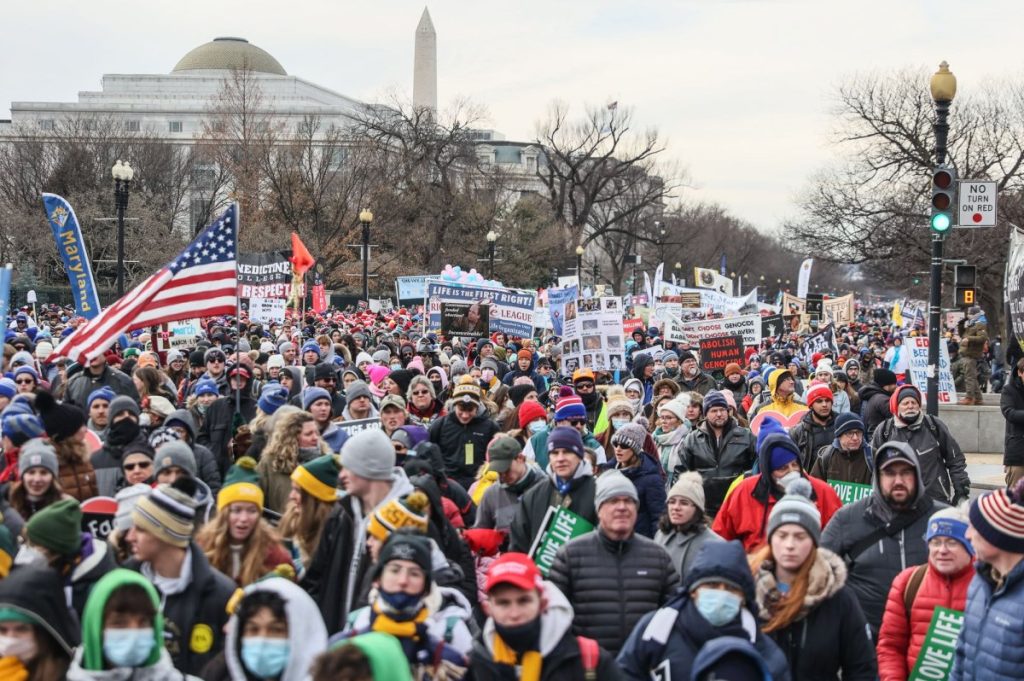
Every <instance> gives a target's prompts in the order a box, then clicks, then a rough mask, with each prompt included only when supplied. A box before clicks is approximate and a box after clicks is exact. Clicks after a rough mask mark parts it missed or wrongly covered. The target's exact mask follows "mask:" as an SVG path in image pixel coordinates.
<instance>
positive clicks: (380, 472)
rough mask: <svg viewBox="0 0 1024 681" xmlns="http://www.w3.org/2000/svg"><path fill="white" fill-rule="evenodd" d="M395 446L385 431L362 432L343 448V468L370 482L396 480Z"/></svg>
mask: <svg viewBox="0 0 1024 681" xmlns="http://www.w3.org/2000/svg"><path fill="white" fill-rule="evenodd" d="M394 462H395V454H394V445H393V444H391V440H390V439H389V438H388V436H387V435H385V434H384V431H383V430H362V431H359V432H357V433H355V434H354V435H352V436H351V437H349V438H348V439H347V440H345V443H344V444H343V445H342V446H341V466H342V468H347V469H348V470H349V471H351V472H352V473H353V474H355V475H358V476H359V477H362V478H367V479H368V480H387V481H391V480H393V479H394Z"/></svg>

----

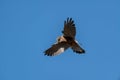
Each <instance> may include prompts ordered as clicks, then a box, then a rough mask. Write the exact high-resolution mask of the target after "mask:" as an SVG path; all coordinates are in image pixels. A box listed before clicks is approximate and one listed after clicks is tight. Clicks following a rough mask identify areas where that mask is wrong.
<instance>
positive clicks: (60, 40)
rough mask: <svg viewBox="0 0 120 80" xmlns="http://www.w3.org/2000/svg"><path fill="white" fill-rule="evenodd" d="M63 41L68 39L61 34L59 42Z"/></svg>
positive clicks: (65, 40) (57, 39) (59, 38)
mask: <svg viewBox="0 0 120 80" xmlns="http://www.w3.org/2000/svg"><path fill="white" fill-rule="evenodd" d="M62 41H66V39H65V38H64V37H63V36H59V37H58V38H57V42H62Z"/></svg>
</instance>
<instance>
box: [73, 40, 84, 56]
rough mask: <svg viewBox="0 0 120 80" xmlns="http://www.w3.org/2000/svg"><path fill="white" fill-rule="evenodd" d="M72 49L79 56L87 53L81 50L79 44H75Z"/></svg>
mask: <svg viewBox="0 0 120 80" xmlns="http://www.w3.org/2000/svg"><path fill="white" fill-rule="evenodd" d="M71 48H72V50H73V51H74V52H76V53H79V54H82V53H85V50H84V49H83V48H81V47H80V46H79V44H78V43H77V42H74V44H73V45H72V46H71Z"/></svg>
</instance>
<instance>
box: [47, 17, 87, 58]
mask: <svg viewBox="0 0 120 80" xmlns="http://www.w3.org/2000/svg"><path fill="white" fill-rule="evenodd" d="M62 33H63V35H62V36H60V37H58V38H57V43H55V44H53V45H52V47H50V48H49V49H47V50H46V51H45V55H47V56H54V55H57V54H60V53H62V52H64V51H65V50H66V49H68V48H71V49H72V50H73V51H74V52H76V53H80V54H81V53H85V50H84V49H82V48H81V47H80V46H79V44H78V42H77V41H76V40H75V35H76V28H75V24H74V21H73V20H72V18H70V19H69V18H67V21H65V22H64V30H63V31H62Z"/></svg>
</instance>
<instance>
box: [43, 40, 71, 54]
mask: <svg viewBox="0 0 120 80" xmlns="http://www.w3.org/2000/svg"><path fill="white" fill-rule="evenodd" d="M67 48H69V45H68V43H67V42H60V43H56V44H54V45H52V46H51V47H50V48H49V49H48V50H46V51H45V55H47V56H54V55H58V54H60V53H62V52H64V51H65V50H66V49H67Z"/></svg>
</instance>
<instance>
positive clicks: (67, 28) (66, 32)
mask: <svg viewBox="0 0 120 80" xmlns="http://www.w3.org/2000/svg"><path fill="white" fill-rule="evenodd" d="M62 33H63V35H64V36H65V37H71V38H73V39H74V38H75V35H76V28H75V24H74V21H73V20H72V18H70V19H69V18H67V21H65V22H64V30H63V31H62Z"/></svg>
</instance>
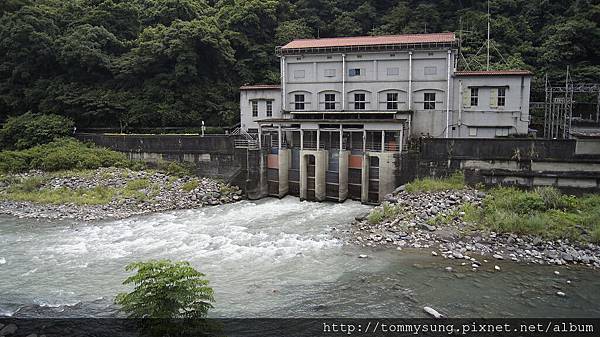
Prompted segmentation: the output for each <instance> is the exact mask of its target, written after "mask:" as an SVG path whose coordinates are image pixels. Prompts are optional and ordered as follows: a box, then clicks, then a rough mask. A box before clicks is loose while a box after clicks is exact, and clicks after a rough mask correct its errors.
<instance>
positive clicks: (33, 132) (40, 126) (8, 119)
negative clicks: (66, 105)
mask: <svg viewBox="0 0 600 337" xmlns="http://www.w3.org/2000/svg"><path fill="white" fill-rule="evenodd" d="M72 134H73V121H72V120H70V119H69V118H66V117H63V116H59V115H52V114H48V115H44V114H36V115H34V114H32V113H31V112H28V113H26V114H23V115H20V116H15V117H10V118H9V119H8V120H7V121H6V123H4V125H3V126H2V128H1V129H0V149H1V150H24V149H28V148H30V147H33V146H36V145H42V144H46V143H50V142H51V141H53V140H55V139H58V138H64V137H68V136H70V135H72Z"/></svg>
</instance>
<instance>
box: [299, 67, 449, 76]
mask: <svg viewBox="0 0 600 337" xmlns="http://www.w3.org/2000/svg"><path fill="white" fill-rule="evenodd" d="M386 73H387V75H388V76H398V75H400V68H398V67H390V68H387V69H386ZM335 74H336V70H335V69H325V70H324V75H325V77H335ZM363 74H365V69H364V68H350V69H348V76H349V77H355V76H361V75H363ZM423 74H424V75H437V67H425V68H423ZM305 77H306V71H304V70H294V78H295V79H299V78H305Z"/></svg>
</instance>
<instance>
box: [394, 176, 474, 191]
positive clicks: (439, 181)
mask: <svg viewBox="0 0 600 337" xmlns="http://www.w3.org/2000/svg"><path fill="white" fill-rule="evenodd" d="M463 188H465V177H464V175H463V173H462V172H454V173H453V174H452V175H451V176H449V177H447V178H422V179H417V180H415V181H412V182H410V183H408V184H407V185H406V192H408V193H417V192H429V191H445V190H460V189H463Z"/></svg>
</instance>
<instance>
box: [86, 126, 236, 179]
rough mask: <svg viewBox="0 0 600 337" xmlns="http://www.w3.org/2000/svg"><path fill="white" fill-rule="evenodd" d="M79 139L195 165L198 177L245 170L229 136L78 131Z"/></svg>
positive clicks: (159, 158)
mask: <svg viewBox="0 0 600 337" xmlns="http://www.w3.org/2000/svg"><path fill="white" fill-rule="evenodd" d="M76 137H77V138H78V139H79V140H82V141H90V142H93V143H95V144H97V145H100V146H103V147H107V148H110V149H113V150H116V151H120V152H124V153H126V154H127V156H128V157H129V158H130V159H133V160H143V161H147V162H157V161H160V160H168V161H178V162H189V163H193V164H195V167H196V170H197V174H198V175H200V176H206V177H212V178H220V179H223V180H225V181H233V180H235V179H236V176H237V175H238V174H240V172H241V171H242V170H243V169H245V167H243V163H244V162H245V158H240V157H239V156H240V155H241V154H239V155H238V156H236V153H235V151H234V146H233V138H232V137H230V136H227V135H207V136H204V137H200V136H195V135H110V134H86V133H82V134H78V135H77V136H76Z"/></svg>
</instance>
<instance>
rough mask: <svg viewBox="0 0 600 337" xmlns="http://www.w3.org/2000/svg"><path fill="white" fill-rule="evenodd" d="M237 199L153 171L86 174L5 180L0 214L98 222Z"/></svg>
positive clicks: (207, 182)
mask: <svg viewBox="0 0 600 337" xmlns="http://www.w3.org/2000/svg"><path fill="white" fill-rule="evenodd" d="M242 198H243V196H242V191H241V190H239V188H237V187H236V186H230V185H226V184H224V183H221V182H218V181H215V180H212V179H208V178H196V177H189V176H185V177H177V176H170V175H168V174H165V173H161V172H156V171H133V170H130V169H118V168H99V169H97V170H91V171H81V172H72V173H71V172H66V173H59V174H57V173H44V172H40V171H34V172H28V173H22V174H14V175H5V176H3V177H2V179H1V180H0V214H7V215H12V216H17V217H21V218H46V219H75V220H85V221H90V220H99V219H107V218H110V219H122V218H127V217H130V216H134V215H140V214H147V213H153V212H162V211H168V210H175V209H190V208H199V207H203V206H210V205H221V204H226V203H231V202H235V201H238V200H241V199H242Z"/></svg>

----

→ Task goal
Identify each line in the listing above that contains the word "before" and copy it in full. Treat the match as case-sensitive.

→ Task solution
Every <instance> gives a target's prompts in the order a box, then clicks, then a rough mask, with each prompt included only when supplied. A box before clicks is approximate and a box after clicks is exact. Clicks after a rough mask mark parts it missed or wrongly covered. The target's exact mask follows "mask:" as an SVG path in image pixel coordinates.
Each <instance> may include prompts ordered as clicks, then a box, then a rough mask. Write the exact high-resolution mask of the target after "mask:" as an SVG path; all coordinates are in image pixels. A box listed before clicks is approximate and one listed after clicks is tight. Clicks following a rough mask identify areas where that mask is wrong.
Prompted segmentation: the output for each <instance> is the exact mask of its target, written after "mask:" as an SVG path whose coordinates are image pixels. Prompts are optional and ordered as follows: a box, then clicks, then a rough mask. A box before clicks is loose while a box after clicks is exact, and clicks after a rough mask correct its errors.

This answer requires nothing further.